SUPPLIED RECORDS:
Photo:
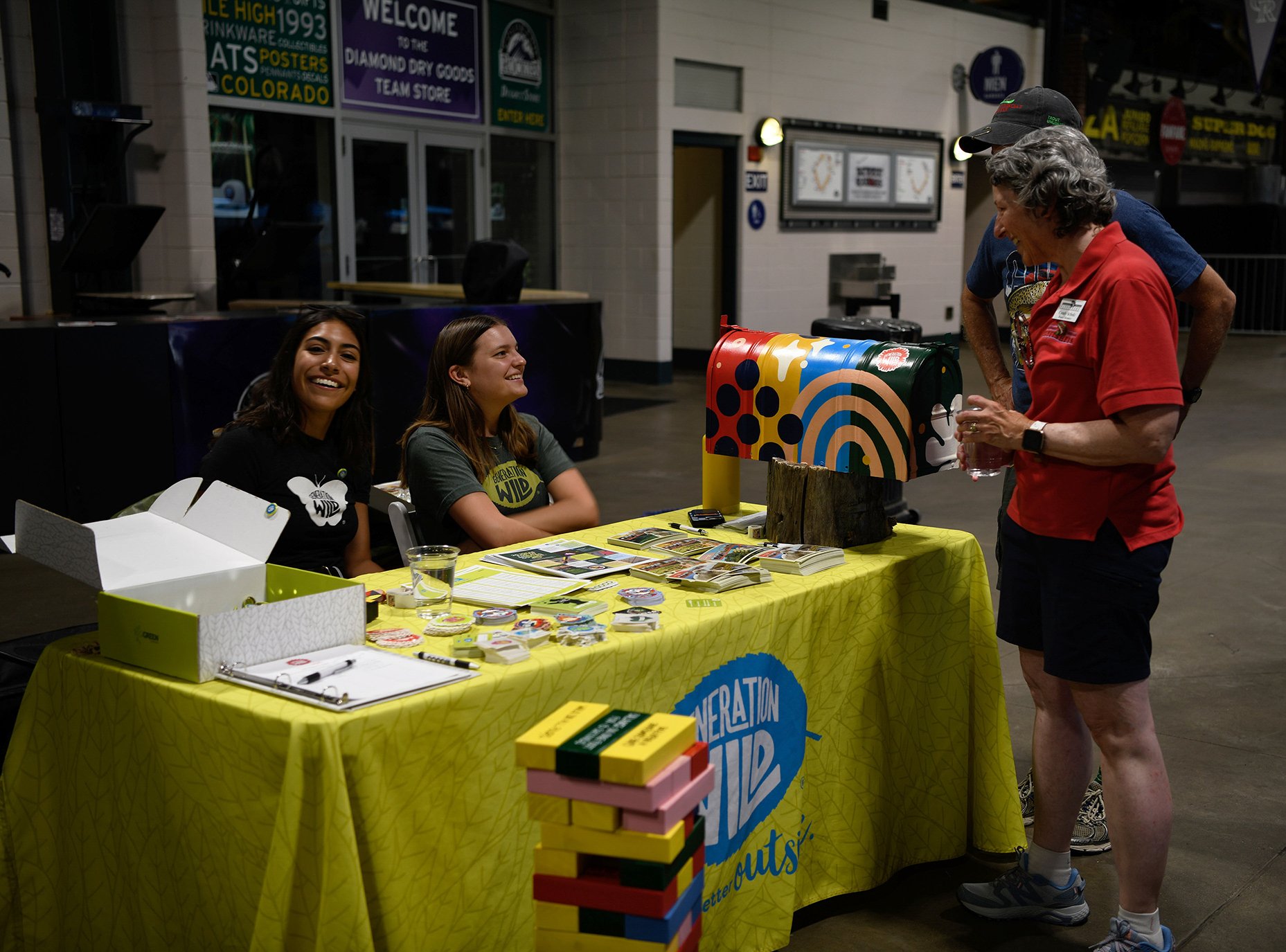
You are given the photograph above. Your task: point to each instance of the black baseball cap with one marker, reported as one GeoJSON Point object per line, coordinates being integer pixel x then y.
{"type": "Point", "coordinates": [1026, 109]}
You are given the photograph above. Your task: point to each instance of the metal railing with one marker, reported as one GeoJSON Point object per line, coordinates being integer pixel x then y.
{"type": "Point", "coordinates": [1259, 283]}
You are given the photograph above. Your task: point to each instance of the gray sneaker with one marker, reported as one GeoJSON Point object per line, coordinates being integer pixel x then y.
{"type": "Point", "coordinates": [1089, 835]}
{"type": "Point", "coordinates": [1021, 895]}
{"type": "Point", "coordinates": [1026, 800]}
{"type": "Point", "coordinates": [1122, 938]}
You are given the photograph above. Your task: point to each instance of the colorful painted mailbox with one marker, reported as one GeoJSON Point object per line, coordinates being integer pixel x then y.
{"type": "Point", "coordinates": [868, 407]}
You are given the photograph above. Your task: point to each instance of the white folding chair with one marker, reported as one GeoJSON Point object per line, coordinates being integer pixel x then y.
{"type": "Point", "coordinates": [405, 530]}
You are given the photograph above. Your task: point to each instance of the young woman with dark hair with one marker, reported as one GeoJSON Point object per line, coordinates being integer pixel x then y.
{"type": "Point", "coordinates": [306, 445]}
{"type": "Point", "coordinates": [481, 474]}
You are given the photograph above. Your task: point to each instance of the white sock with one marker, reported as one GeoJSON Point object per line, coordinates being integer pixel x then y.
{"type": "Point", "coordinates": [1146, 925]}
{"type": "Point", "coordinates": [1056, 868]}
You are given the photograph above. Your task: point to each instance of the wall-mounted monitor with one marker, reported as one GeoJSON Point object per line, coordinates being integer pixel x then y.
{"type": "Point", "coordinates": [844, 177]}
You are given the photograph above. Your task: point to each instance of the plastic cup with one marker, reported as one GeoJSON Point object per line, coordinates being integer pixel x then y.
{"type": "Point", "coordinates": [984, 460]}
{"type": "Point", "coordinates": [432, 577]}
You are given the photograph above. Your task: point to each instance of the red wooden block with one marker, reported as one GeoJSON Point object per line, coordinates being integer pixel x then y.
{"type": "Point", "coordinates": [602, 892]}
{"type": "Point", "coordinates": [699, 755]}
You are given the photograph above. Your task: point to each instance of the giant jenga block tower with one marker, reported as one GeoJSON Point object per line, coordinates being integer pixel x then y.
{"type": "Point", "coordinates": [621, 856]}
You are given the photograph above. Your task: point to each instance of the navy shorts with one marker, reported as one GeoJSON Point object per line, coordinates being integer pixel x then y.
{"type": "Point", "coordinates": [1086, 605]}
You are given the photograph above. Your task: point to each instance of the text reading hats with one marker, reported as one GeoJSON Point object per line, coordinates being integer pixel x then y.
{"type": "Point", "coordinates": [1026, 109]}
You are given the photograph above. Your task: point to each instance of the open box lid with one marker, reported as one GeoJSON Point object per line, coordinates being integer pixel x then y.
{"type": "Point", "coordinates": [177, 538]}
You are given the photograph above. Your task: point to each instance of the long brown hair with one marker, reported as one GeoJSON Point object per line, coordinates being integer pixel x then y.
{"type": "Point", "coordinates": [449, 407]}
{"type": "Point", "coordinates": [279, 409]}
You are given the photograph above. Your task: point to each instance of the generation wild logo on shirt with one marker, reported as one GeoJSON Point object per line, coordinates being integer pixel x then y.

WHAT YOU SHOULD DO:
Set every record down verbatim. No pictures belong in the copy.

ANSWER SECTION:
Photo:
You are given the photograph above. Your task: point to each instance of the black baseball cap with one marker, reported as one GeoJSON Point object per line, coordinates being integer pixel x then y.
{"type": "Point", "coordinates": [1026, 109]}
You are given the photograph above. Your task: point to each instance of the metal railing with one marker, reported as one GeoJSON Point object per line, coordinates being integer pixel x then y.
{"type": "Point", "coordinates": [1259, 283]}
You are given the photograph above. Your task: point to each instance of the gray sneaker with one marker, reported as one GeoJSON Point object per line, coordinates being integer pixel x then y.
{"type": "Point", "coordinates": [1089, 835]}
{"type": "Point", "coordinates": [1021, 895]}
{"type": "Point", "coordinates": [1026, 800]}
{"type": "Point", "coordinates": [1122, 938]}
You are given the photograph above. Your task: point to each instance of the colorful painted mailbox with one marker, reported as one GeoJSON Point object per line, coordinates being integer pixel x then y.
{"type": "Point", "coordinates": [868, 407]}
You are given the photograph above. Your task: point to each instance of the white folding chair with one marker, reported as one GeoJSON Point object per line, coordinates being integer pixel x then y.
{"type": "Point", "coordinates": [405, 530]}
You are given the photograph above. Your task: point to each instance of the young woman with dark hair with one marker, reported as one GeoJSON Point object per line, coordinates being integer pixel x then y.
{"type": "Point", "coordinates": [306, 445]}
{"type": "Point", "coordinates": [481, 474]}
You are given the photograph above. Your task: point to each instance of the white sock with one marker, reported as one GeoJSON Point object per line, coordinates being integer pixel x then y.
{"type": "Point", "coordinates": [1146, 925]}
{"type": "Point", "coordinates": [1056, 868]}
You are given the photograph above. Your task: point to each instance of the wall-mounted monitor with one marker, reported as one GeoJSON Point object per line, coordinates being integer pixel x then y.
{"type": "Point", "coordinates": [844, 177]}
You are given the photograph above. Your task: point to each instance of the plastic cup with one marker, reported as one GeoJSON Point object per line, coordinates being integer pixel x then y.
{"type": "Point", "coordinates": [984, 460]}
{"type": "Point", "coordinates": [432, 577]}
You are given the photograph above. Your task: point to each instance of the red wooden block with one marker, reported as one GeoJSON Point object per line, coordinates being integer pixel x then y.
{"type": "Point", "coordinates": [602, 892]}
{"type": "Point", "coordinates": [699, 755]}
You are given the photograph above. Your task: point to each instance of the giant jenga block tower with one marker, reported as one GeoJSON Point object per line, coordinates being integer pixel x then y.
{"type": "Point", "coordinates": [621, 856]}
You are given the photograph above. Your task: point to each instance of the navy shorts with one marker, reported as one GeoJSON Point object per line, coordinates being integer pixel x then y.
{"type": "Point", "coordinates": [1086, 605]}
You are given the photograph above. Your task: point to each instance of the text reading hats with one marker, reported as one GeoJSON Point object per line, coordinates being integer pixel x then y.
{"type": "Point", "coordinates": [1026, 109]}
You are given the photograph above. Your task: point to each instance of the open box lid with one marker, reported as one GeoJSON Point object per line, coordinates being integer pixel x then y.
{"type": "Point", "coordinates": [177, 538]}
You are given the photograph above. Your task: point to each instance of the long brown hair with one marker, reported as one GeoJSON Point object per line, coordinates being integer pixel x then y.
{"type": "Point", "coordinates": [449, 407]}
{"type": "Point", "coordinates": [279, 409]}
You are given the photograph above. Your task: point to each instance of the generation wild logo on shirt with one marker, reported as one GeoJSON Point object per line, coordinates being integer pixel x then y.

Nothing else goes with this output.